Copy each line of the records below word for word, with no changes.

Items from a dataset:
▼
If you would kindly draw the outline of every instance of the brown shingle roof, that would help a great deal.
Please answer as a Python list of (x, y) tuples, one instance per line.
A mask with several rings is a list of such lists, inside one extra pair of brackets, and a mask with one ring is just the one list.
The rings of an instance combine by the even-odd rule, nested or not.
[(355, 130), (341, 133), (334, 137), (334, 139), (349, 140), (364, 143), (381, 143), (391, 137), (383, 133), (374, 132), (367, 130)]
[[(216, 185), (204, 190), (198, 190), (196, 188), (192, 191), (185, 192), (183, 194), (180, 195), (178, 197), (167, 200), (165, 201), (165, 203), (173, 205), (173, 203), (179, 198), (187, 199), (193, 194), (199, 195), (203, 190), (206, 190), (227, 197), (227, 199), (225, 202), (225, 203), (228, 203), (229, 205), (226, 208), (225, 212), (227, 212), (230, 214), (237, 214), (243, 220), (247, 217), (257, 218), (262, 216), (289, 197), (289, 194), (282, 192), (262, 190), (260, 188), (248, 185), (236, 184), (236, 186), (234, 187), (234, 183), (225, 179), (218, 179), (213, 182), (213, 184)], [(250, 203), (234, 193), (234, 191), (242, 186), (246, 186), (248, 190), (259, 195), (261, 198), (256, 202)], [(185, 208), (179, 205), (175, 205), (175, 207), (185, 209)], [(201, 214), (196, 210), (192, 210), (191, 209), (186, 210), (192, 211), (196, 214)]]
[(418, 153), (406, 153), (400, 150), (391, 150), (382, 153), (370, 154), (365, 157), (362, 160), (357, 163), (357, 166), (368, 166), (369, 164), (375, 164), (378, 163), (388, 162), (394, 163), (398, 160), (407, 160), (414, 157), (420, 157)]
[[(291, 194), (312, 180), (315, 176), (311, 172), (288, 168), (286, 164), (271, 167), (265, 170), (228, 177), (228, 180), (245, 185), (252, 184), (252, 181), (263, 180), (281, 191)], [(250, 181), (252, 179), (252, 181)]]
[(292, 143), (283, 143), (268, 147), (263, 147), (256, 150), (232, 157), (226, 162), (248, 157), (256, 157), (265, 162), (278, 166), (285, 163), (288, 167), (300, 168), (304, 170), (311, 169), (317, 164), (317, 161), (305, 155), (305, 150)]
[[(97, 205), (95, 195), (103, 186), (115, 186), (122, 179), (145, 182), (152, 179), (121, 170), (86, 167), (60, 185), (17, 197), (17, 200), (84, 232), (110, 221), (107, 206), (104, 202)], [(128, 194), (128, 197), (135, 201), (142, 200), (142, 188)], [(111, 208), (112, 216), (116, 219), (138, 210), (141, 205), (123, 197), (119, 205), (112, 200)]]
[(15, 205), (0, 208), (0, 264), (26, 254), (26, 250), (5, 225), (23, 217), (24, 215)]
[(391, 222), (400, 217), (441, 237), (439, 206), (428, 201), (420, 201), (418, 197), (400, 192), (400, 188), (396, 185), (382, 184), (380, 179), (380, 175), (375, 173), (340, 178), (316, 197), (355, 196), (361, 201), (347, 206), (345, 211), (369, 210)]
▲
→ OUTPUT FOR THIS TASK
If you would kindly draw the outline of every instance of the brown shingle roof, that would help a great deal.
Please answer as a Python list of (x, y) tuples, one instance per line.
A mask with several rings is a list of such lists, inside one extra pair of brackets, and a mask with one ring is just the one list.
The rings of an instance combine by the even-odd rule, nested or not.
[(355, 130), (341, 133), (334, 137), (334, 139), (349, 140), (364, 143), (381, 143), (391, 137), (383, 133), (374, 132), (367, 130)]
[[(216, 185), (204, 190), (198, 190), (196, 188), (192, 191), (185, 192), (183, 194), (180, 195), (178, 197), (167, 200), (165, 201), (165, 203), (173, 205), (173, 203), (179, 198), (187, 199), (193, 194), (199, 195), (203, 190), (206, 190), (227, 197), (227, 199), (225, 202), (225, 203), (228, 203), (229, 205), (226, 208), (225, 212), (227, 212), (230, 214), (237, 214), (243, 220), (247, 217), (257, 218), (262, 216), (289, 197), (289, 194), (282, 192), (262, 190), (260, 188), (248, 185), (236, 184), (236, 186), (234, 187), (234, 183), (225, 179), (218, 179), (213, 182), (213, 184)], [(250, 203), (234, 193), (234, 191), (242, 186), (246, 186), (248, 190), (259, 195), (261, 198), (256, 202)], [(185, 208), (179, 205), (175, 205), (175, 207), (185, 209)], [(201, 214), (196, 210), (192, 210), (191, 209), (186, 210), (192, 211), (196, 214)]]
[(418, 153), (406, 153), (400, 150), (391, 150), (382, 153), (370, 154), (365, 157), (362, 160), (357, 163), (357, 166), (368, 166), (369, 164), (375, 164), (378, 163), (388, 162), (394, 163), (398, 160), (407, 160), (414, 157), (420, 157)]
[[(291, 194), (312, 180), (315, 176), (311, 172), (288, 168), (286, 164), (271, 167), (265, 170), (228, 177), (228, 180), (245, 185), (252, 184), (252, 181), (263, 180), (281, 191)], [(250, 181), (252, 179), (252, 181)]]
[(292, 143), (283, 143), (268, 147), (263, 147), (256, 150), (232, 157), (226, 162), (248, 157), (256, 157), (265, 162), (278, 166), (285, 163), (288, 167), (300, 168), (304, 170), (311, 169), (317, 164), (317, 161), (305, 155), (305, 150)]
[[(97, 205), (95, 195), (103, 186), (115, 186), (122, 179), (145, 182), (152, 179), (121, 170), (86, 167), (60, 185), (17, 197), (17, 200), (84, 232), (110, 221), (107, 206), (104, 202)], [(128, 194), (128, 197), (135, 201), (142, 200), (142, 188)], [(111, 208), (112, 216), (116, 219), (138, 210), (141, 205), (123, 197), (119, 205), (112, 200)]]
[(15, 205), (0, 208), (0, 264), (26, 254), (26, 250), (5, 225), (23, 217), (24, 215)]
[(391, 222), (400, 217), (441, 237), (439, 206), (428, 201), (420, 201), (418, 197), (400, 192), (400, 188), (396, 185), (382, 184), (380, 179), (380, 175), (375, 173), (340, 178), (316, 197), (355, 196), (361, 201), (347, 206), (345, 211), (369, 210)]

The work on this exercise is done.